As I approach the 10-year mark in my career as a pharmacist, I’ve been reflecting on the fact that I’ve spent the majority of that time in non-patient facing roles. But when the pandemic hit – that changed. As Covid-19 cases rose and lockdown commenced, my day-to-day activity in a head office role reduced, and this opened the door for a return to community pharmacy to support our branches.

Getting out of branch much earlier than I’d anticipated in my early career was driven by a thirst for a broader experience, taking steps through general practice, clinical commissioning groups (CCGs), and then into commercial and operational roles with my present employer.  That journey has given me great enjoyment and an education that I am extremely grateful for. However, it also inevitably took me away from my community pharmacy starting point and left me with a ‘I’ll locum to keep my hand in’ plan, which never had enough urgency about it to make happen. 

Covid therefore provided an unexpected but refreshing opportunity to rediscover my love for community pharmacy, as I was rediscovering the simple things that first attracted me to the profession – although  I have to be clear that I missed the early ‘peak Covid’ panic-ordering that would have undoubtedly made my return to branch less than comfortable after a seven-year absence.

Something that hits you when you step back in branch after a while out is the unbelievable passion that the teams have for the patients they care for.  The personal connection and duty that pharmacy staff have for their locals is found everywhere you look.  From the patient who was holidaying for a week and having issues getting hold of his daughter’s script late on a Friday night (after a tough week dealing with A-level results aftermath I should add!), to supporting an elderly gentleman who was struggling to understand why his wife’s meds weren’t due for re-order at the same time. 

The personal encounters, which brought a smile to my face when witnessed after so long away from the dispensary, are things that could easily be overlooked and taken for granted and are viewed by the team as ‘just doing my job’.

DATASET CONTENT:
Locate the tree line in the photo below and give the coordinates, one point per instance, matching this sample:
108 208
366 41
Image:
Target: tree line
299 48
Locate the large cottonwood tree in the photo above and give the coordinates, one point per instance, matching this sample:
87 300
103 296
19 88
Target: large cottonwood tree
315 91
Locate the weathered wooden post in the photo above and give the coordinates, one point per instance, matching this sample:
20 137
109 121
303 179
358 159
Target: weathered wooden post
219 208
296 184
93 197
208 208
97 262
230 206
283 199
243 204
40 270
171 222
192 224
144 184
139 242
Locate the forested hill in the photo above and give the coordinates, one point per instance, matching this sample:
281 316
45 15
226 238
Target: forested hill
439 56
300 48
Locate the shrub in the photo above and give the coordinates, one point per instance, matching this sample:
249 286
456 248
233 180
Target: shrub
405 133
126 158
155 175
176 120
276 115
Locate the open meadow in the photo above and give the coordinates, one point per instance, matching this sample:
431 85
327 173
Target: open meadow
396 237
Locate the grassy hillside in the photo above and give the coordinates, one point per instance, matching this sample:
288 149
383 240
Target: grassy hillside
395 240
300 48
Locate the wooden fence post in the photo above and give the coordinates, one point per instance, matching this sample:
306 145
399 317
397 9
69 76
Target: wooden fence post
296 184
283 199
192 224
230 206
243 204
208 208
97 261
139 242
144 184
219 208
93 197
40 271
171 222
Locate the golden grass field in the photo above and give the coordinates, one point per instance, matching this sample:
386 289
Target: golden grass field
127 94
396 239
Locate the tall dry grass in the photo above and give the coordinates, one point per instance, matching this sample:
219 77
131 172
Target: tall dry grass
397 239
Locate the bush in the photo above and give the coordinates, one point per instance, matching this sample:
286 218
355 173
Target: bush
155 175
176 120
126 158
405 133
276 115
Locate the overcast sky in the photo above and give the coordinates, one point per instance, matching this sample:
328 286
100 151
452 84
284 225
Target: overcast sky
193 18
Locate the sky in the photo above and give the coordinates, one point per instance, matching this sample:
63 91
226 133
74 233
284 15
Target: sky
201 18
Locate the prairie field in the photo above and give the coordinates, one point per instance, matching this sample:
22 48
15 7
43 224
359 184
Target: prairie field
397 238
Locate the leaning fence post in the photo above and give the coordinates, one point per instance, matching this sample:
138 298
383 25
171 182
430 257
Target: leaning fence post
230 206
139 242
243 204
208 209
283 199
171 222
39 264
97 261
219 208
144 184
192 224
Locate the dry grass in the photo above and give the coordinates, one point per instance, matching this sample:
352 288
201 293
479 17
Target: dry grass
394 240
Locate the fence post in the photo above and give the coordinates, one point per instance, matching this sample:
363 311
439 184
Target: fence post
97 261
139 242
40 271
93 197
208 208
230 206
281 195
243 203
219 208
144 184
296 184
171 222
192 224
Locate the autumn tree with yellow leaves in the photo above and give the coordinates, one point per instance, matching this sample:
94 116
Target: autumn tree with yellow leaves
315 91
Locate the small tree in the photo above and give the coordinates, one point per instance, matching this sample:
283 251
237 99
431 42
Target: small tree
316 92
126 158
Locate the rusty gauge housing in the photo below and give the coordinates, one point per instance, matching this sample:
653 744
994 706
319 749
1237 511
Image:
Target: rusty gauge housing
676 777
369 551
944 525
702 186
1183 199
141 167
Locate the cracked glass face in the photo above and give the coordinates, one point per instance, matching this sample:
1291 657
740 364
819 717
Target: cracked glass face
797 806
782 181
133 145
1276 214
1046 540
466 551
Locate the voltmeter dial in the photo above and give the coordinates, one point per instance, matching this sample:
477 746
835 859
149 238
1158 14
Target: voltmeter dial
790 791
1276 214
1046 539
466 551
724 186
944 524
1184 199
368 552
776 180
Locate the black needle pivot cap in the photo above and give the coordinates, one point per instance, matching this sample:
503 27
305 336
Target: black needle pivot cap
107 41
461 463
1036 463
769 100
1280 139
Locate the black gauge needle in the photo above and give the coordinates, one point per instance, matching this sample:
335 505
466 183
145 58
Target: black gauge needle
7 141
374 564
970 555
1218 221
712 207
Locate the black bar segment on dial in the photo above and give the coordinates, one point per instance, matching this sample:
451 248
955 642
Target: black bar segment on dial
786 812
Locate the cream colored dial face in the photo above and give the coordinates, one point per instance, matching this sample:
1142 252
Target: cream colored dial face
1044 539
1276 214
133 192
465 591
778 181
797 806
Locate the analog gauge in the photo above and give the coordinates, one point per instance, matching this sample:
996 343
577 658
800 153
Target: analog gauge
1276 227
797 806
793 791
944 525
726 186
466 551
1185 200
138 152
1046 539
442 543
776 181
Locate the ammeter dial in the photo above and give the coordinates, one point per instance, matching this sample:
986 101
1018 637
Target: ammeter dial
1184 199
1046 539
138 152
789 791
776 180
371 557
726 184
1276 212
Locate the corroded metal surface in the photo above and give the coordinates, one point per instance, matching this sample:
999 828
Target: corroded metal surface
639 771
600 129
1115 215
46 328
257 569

EXERCISE GOAL: Carry on the piece about a pharmacist's return to community pharmacy, starting after its final sentence. The rows come from a separate source.

ANSWER BOX:
A memorable highlight that caught me off-guard early on was a chat I had with a patient who was struggling with his inhaler. His immediate relief once I’d explained how to correctly use the inhaler was a bit of a jolt for me. He had been struggling with it for a while and couldn’t understand why his breathing was not improving, so when a few days later he returned to thank me for the difference I’d made it was a nice moment. 

This simple encounter really took me back to my early days in branch and a feeling that I hadn’t had for some time.

While I took pleasure in some simple things that I had forgotten, my stint in pharmacy also brought into focus the contribution that pharmacy makes to our communities. Community pharmacy faces challenges and opportunities in the form of funding cuts, policy change and an online boom that Covid-19 has only accelerated. 

Against this backdrop we should really be paying attention to the impact of the potential loss of our community pharmacies and place collective effort in the quest for further patient value, which we could unlock through this great resource. Let’s hope that, in the face of pressures that threaten the future of our community pharmacies, we don’t lose access to the passionate teams of people who add so much to the lives of their local communities.